• **GOAL OF THE EXERCISE**: Repeat the entries below word for word, though any picture in them should be dropped.

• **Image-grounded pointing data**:
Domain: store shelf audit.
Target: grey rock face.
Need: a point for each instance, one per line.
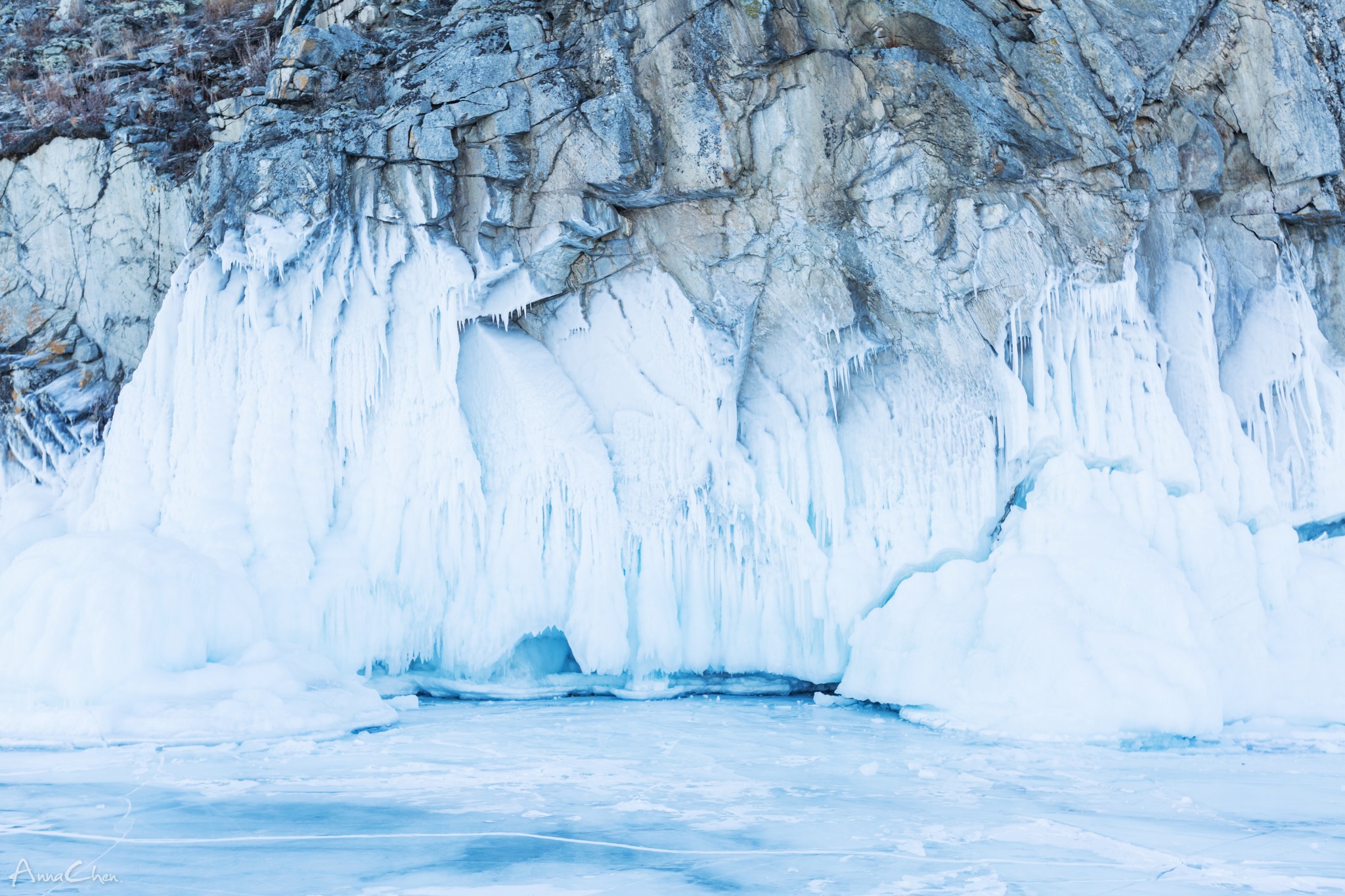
(862, 165)
(89, 237)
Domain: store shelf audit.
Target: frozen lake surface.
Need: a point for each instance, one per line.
(757, 796)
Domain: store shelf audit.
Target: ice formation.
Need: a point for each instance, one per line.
(345, 453)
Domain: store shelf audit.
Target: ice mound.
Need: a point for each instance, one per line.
(351, 452)
(1107, 606)
(128, 636)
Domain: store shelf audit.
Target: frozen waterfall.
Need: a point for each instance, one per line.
(345, 452)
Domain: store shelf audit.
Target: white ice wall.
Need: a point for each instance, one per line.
(326, 449)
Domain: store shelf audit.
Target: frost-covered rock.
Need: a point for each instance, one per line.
(977, 356)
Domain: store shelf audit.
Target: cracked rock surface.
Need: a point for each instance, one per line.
(1003, 219)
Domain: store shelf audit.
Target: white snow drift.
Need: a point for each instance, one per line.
(330, 463)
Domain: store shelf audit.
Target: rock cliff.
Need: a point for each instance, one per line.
(772, 314)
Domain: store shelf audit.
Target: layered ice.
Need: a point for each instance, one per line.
(346, 452)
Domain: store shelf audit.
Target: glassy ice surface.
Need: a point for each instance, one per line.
(758, 796)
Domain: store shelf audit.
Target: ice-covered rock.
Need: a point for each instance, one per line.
(977, 356)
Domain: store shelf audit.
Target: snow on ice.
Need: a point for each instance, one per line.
(346, 454)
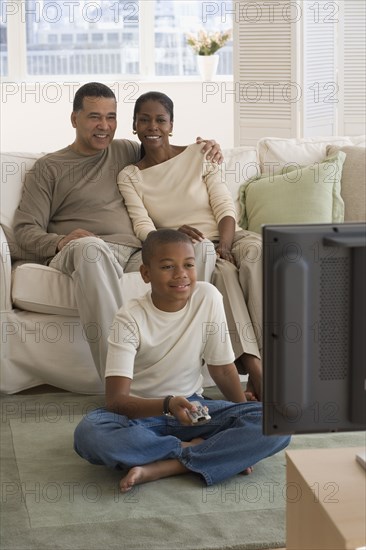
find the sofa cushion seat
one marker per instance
(42, 289)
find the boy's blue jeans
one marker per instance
(233, 440)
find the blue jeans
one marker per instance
(233, 440)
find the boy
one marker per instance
(156, 350)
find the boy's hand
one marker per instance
(178, 407)
(213, 150)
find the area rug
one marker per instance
(54, 499)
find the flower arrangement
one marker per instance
(206, 43)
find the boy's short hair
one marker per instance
(158, 237)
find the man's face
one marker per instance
(95, 124)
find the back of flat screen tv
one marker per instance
(314, 328)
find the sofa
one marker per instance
(277, 181)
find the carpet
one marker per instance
(51, 498)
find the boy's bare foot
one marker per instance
(151, 472)
(156, 470)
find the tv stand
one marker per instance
(326, 499)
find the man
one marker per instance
(72, 217)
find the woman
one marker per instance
(176, 187)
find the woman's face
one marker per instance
(153, 124)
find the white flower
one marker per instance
(206, 43)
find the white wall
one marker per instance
(35, 116)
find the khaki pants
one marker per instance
(96, 268)
(241, 288)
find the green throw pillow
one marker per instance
(296, 194)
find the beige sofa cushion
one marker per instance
(42, 289)
(353, 182)
(275, 153)
(14, 167)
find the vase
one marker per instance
(207, 66)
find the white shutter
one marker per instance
(353, 67)
(321, 93)
(317, 47)
(265, 82)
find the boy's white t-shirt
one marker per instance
(163, 352)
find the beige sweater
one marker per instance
(186, 189)
(66, 191)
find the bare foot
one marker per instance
(251, 365)
(151, 472)
(247, 471)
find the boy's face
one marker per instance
(172, 274)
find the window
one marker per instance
(118, 37)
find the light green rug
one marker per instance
(51, 498)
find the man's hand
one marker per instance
(213, 150)
(194, 234)
(76, 234)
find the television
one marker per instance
(314, 328)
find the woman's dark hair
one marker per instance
(161, 98)
(91, 89)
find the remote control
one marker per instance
(200, 416)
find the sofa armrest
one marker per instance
(5, 272)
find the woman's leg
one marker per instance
(247, 251)
(205, 256)
(240, 327)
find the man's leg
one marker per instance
(96, 273)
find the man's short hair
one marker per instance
(159, 237)
(91, 89)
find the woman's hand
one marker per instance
(213, 150)
(224, 252)
(192, 232)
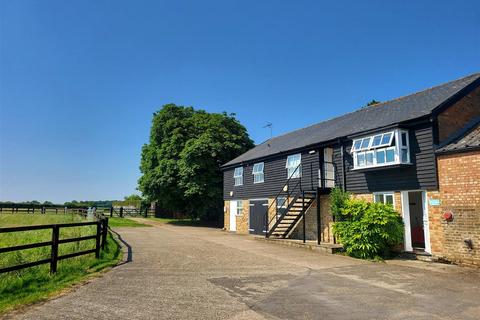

• **PROBLEM SOLUTION**:
Domain: store shelf audit.
Target: grey rock face.
Need: a point for each instance, one per line.
(862, 165)
(89, 237)
Domain: store shelf audit.
Target: frozen lake surface.
Need: a point for each instance, one per line.
(757, 796)
Domain: store shelf audit.
Target: ice formation.
Need: a point for each instance, one per line.
(345, 453)
Domain: store shelf audit.
Target: ice mound.
Need: a point for each instance, one per line.
(351, 452)
(1107, 606)
(128, 636)
Domain: store shelf audit.
Target: frozen waterfall.
Need: a point for each instance, one per line.
(345, 452)
Domain: store shelf audit.
Target: white ice wall.
Need: a point for each instance, one per line.
(326, 449)
Domain: store shelf audit.
Target: frost-covered rock.
Need: a point for each instance, one per line.
(977, 356)
Domain: store shelf audit.
Target: cracked rock surface.
Need: a point for each instance, one per line.
(1003, 219)
Domain: store shelf audit.
Target: white snow drift.
Need: a point for each instance, one per line.
(330, 463)
Domain: store shelf audit.
Target: rock cliff.
Need: a point for each instance, one per line.
(772, 314)
Domain: store shelf audit.
Target: layered ice.
Need: a point for each instance, one per line.
(346, 452)
Domain: store shelf audit.
Target: glassy ice surface.
Need: a point for each instance, one per line.
(758, 796)
Domain: store shelf audit.
Target: ice-covered rock.
Need: a point for each instance, one per line.
(977, 356)
Domain: store shelf audit.
Target: snow on ice.
Need: a point for each instance, one per line.
(346, 454)
find the sofa cushion seat
one marker per instance
(42, 289)
find the boy's blue jeans
one marker per instance
(233, 440)
find the blue jeans
one marker per instance
(233, 440)
find the boy
one marker per instance
(156, 350)
find the boy's hand
one marker per instance
(178, 407)
(213, 150)
find the area rug
one marker per instance
(54, 499)
find the flower arrangement
one marker per instance
(206, 43)
find the boy's short hair
one marker per instance
(158, 237)
find the man's face
one marker per instance
(95, 124)
find the back of flat screen tv
one marker per instance
(314, 328)
find the sofa
one marker per instance
(277, 181)
find the carpet
one marker per instance
(51, 498)
find the boy's bare foot
one marker per instance
(151, 472)
(156, 470)
find the tv stand
one marker per instance
(326, 499)
find the man
one marker per instance
(72, 217)
find the woman
one marker per instance
(176, 187)
find the woman's face
one marker per instance
(153, 124)
find the white flower
one marker per instance
(206, 43)
find the white wall
one marker per instance
(35, 116)
find the khaki pants
one marker per instance
(96, 268)
(241, 288)
find the green throw pillow
one marker per instance
(296, 194)
find the beige sofa cushion
one marker per instance
(42, 289)
(353, 182)
(275, 153)
(14, 167)
find the vase
one marker per instance
(207, 66)
find the white shutter
one marker per instance
(353, 67)
(321, 93)
(317, 47)
(265, 82)
find the boy's white t-shirt
one marker per instance
(163, 352)
find the beige sweater
one marker per instance
(186, 189)
(66, 191)
find the bare foot
one marker per instance
(251, 365)
(151, 472)
(247, 471)
find the boy's face
one marker per instance
(172, 274)
find the window
one marker per instance
(118, 37)
find the light green rug
one marker per instance
(51, 498)
find the man's hand
one marker per instance
(213, 150)
(194, 234)
(76, 234)
find the television
one marker per instance
(314, 328)
find the woman's dark hair
one marker per instance
(161, 98)
(91, 89)
find the remote control
one marker per instance
(200, 416)
find the sofa armrest
one marker per instance
(5, 272)
find the woman's leg
one marker per instance
(247, 251)
(205, 256)
(240, 327)
find the man's leg
one marker per instance
(96, 273)
find the man's short hair
one marker per instance
(159, 237)
(91, 89)
find the woman's hand
one marker per instance
(213, 150)
(224, 252)
(192, 232)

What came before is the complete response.